REQUIRED WORK
Report back each line of the records that contains the string "groyne".

AVAILABLE RECORDS
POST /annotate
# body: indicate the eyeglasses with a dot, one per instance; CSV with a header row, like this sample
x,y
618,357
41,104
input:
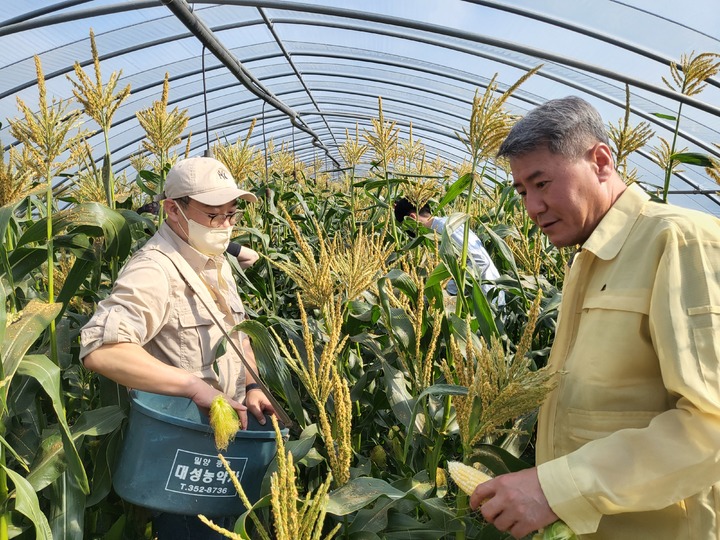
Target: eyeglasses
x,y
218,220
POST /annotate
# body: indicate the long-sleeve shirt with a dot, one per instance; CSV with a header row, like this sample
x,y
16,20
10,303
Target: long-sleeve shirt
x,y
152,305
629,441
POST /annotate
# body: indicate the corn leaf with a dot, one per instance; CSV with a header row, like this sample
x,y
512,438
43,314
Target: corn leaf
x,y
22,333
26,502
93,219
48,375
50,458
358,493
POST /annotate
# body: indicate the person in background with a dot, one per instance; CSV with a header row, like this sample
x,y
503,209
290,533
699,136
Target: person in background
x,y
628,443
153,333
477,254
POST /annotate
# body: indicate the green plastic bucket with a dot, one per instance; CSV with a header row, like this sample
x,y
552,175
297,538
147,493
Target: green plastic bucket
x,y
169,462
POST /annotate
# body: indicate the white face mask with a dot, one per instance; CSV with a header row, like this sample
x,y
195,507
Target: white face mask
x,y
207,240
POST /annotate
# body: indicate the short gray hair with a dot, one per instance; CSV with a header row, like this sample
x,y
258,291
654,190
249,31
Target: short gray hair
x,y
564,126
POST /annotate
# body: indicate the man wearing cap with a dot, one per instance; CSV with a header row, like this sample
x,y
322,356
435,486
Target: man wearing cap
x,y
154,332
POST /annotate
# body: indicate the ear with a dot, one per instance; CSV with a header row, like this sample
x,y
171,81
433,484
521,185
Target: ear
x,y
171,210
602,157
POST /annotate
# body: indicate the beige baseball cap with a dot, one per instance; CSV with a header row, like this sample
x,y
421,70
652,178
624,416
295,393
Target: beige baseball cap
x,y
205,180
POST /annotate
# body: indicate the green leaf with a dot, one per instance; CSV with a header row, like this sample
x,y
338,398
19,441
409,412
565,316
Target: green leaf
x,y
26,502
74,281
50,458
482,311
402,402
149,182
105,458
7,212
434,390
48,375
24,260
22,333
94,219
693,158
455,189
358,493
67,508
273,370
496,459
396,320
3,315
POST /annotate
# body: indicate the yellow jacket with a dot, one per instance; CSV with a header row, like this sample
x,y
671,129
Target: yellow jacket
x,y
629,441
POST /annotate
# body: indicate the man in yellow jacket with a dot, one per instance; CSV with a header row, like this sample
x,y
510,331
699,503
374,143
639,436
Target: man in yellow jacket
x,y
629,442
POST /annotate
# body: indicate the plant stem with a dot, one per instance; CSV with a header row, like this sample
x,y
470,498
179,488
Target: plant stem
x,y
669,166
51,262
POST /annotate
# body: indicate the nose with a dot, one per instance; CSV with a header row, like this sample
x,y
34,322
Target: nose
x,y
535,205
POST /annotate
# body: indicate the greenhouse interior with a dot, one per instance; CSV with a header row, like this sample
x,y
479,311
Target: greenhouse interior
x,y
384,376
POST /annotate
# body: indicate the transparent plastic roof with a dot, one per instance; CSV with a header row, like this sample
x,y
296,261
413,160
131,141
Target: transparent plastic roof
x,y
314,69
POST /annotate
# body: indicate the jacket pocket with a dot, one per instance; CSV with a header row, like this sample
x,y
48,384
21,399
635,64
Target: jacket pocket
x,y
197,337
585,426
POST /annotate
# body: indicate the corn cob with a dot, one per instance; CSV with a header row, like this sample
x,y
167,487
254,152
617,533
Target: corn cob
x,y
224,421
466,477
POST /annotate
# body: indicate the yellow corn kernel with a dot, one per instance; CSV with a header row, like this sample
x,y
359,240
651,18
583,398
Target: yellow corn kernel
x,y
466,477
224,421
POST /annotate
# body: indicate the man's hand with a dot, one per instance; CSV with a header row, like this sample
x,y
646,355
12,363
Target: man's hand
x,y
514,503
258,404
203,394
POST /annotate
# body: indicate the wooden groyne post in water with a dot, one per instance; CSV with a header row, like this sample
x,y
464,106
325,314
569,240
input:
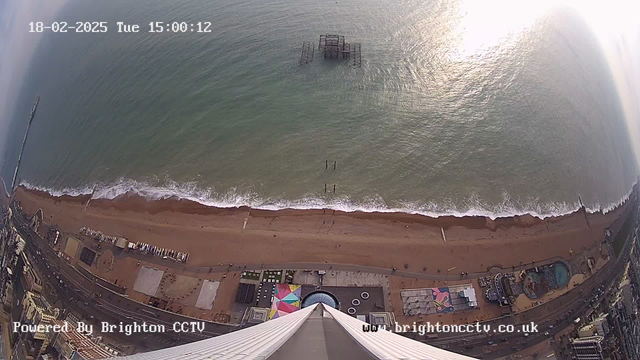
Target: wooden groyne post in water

OUTPUT FOR THIS TASK
# body: indicate the wooden groyne post in water with a dot, one per instance; CSV with a header row, like this sample
Target: wooden groyne post in water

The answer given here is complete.